What lines in the data below mention the string "city"? Copy them out.

___ Data for this task

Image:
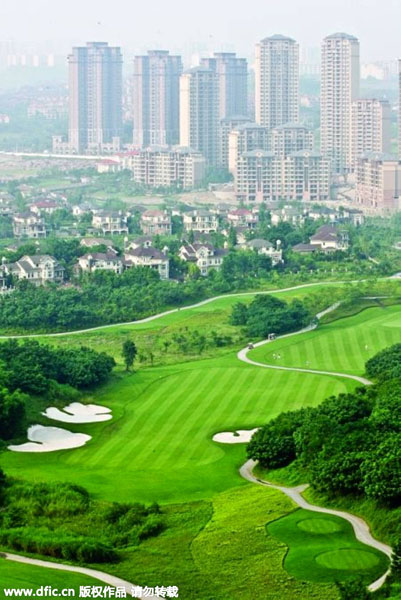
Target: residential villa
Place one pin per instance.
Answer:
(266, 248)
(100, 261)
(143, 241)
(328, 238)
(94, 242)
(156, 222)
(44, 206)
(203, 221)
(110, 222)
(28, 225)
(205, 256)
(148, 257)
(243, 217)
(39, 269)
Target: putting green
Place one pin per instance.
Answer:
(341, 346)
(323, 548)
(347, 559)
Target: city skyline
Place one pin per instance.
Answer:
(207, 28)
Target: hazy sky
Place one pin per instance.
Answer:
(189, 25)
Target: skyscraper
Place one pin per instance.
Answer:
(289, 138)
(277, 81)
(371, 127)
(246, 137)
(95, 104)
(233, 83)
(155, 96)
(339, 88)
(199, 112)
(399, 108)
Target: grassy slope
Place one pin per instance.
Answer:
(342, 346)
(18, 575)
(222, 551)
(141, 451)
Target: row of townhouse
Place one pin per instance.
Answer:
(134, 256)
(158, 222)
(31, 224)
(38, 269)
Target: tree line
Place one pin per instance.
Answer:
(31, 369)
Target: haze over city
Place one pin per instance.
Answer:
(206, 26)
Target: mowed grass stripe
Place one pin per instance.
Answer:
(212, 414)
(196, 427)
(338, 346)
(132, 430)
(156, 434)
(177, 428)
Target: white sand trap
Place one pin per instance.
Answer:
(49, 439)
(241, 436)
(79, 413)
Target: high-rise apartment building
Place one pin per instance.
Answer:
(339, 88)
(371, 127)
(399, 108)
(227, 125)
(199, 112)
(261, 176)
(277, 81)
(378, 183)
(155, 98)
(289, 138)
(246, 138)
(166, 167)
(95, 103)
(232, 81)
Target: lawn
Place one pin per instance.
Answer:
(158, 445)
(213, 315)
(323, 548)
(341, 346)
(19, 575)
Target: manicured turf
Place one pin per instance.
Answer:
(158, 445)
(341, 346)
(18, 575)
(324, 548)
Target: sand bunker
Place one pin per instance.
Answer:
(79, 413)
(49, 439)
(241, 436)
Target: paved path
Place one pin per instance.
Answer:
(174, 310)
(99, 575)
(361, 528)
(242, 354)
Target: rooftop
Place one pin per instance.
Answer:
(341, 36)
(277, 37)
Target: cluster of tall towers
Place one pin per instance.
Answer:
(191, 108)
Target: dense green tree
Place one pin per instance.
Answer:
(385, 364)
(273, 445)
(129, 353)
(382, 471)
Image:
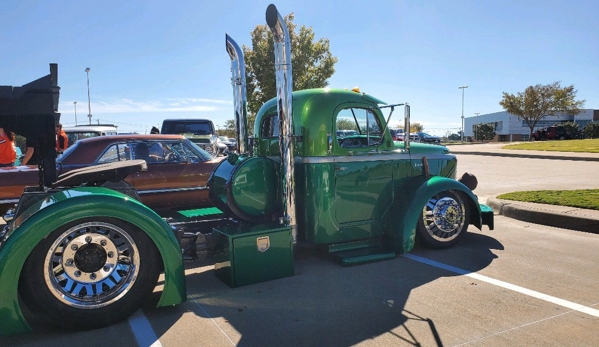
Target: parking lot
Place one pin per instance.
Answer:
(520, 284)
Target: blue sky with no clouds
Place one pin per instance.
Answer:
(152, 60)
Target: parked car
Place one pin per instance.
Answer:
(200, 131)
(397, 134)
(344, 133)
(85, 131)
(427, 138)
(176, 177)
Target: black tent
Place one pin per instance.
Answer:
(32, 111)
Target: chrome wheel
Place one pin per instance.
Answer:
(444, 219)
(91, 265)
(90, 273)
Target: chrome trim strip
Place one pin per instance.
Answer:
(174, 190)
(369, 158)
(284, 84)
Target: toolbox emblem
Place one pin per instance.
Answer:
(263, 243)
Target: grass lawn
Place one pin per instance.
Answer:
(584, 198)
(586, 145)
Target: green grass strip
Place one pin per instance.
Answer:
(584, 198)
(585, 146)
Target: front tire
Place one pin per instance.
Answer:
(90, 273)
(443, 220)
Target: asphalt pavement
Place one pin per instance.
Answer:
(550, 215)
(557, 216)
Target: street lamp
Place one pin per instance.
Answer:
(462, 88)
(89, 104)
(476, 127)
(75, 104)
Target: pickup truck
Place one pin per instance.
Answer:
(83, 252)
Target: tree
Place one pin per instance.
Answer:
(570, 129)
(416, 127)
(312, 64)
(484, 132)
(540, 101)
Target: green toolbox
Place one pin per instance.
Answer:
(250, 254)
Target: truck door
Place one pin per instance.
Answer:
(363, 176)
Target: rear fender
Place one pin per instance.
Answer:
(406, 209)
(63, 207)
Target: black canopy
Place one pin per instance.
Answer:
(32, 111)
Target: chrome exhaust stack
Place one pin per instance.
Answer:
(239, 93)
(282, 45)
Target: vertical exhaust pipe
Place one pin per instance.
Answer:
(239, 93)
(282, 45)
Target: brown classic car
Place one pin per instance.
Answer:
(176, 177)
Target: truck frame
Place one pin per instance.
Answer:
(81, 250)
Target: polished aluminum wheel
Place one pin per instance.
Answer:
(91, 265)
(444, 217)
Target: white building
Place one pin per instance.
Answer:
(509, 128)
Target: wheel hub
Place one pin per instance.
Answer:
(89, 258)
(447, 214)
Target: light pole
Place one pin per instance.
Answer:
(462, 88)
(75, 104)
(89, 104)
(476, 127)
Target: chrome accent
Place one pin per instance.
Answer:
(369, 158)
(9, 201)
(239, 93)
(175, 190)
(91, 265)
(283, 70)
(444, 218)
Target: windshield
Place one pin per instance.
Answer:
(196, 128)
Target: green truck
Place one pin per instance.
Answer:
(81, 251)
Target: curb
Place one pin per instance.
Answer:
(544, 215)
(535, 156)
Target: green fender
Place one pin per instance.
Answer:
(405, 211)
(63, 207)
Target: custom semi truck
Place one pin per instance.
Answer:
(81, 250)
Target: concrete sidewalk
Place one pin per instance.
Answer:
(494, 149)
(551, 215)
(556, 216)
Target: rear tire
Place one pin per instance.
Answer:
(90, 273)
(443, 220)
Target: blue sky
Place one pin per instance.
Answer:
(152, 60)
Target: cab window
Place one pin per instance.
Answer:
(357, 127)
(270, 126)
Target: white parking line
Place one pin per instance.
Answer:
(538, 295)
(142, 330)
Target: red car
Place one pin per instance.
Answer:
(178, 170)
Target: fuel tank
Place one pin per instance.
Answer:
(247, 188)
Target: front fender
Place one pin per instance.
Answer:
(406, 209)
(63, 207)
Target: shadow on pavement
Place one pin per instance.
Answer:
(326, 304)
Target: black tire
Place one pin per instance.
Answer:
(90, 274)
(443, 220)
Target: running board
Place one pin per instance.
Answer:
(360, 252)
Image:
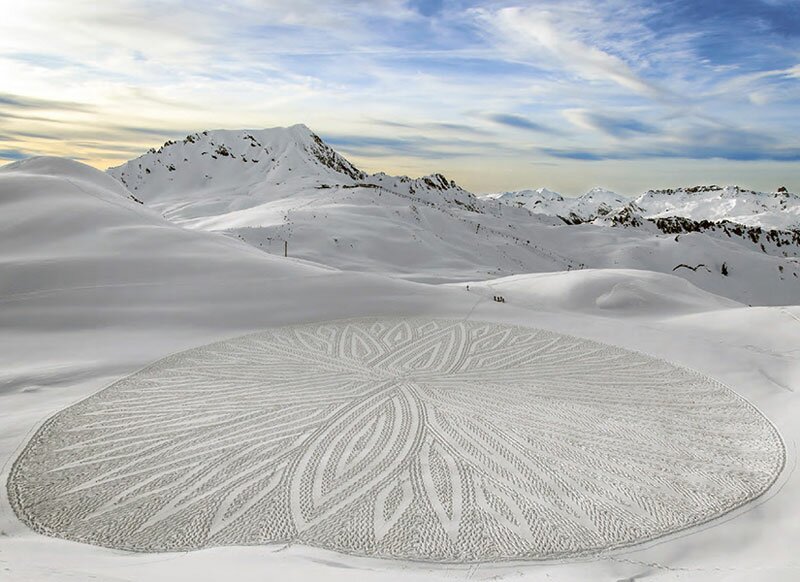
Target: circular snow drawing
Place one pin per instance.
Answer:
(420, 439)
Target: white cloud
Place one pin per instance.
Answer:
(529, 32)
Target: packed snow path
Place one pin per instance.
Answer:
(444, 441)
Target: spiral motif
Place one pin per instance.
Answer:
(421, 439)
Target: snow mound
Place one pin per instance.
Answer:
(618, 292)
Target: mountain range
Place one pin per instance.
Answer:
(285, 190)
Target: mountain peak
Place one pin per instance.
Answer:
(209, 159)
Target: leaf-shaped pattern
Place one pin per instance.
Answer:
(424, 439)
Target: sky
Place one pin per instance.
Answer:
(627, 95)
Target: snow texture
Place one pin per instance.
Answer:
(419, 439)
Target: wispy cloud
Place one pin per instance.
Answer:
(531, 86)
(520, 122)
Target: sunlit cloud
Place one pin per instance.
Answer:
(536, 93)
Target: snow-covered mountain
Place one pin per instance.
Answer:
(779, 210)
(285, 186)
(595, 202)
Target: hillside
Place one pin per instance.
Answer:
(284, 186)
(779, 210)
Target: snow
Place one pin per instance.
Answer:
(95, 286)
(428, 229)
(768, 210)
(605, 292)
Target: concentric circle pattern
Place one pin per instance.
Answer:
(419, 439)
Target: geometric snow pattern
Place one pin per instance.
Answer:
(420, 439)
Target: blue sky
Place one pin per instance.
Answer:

______
___ Data for this task

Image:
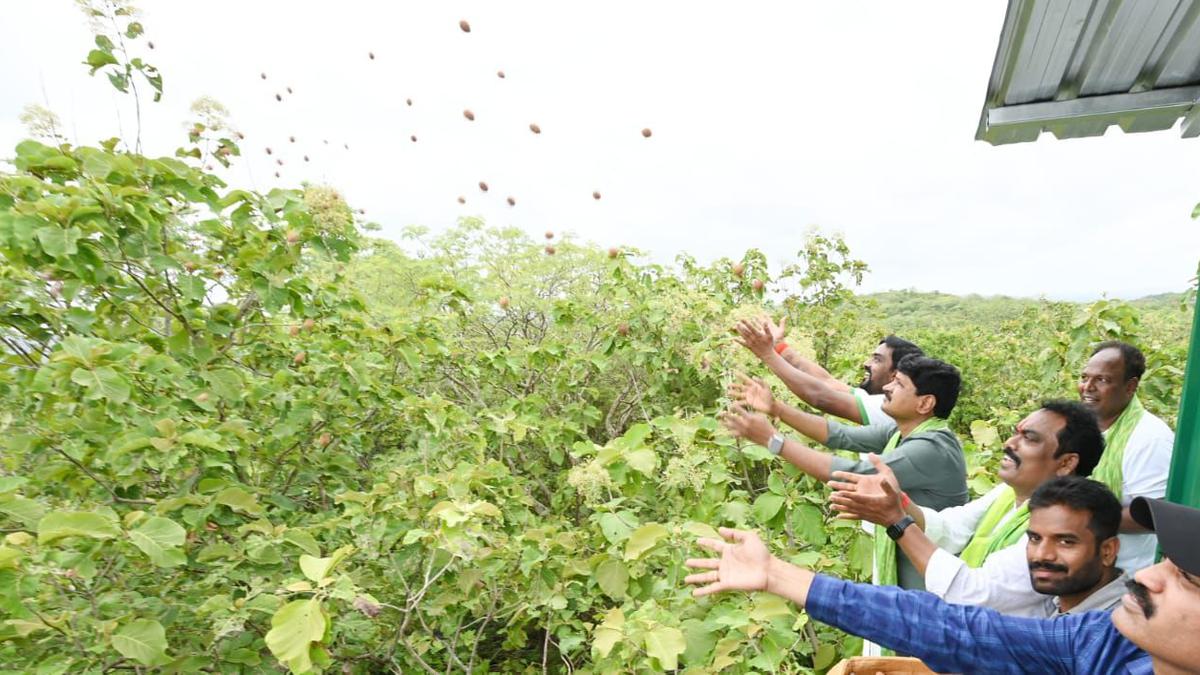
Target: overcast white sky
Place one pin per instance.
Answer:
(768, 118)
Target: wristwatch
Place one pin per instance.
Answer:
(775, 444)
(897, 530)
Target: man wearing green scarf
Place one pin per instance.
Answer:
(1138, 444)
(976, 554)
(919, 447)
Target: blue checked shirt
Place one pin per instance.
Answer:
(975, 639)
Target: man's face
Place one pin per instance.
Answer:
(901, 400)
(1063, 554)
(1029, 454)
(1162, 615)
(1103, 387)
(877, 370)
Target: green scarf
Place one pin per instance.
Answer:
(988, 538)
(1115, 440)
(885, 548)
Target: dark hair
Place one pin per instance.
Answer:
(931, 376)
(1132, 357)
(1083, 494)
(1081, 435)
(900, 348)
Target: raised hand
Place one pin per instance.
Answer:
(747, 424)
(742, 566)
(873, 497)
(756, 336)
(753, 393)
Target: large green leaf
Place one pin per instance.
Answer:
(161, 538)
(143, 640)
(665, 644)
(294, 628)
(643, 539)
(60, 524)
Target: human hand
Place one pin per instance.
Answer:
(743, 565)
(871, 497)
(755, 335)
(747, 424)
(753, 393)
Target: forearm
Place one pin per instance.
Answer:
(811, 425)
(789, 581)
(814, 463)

______

## [Answer for this exercise]
Target: city skyline
Target: haze over city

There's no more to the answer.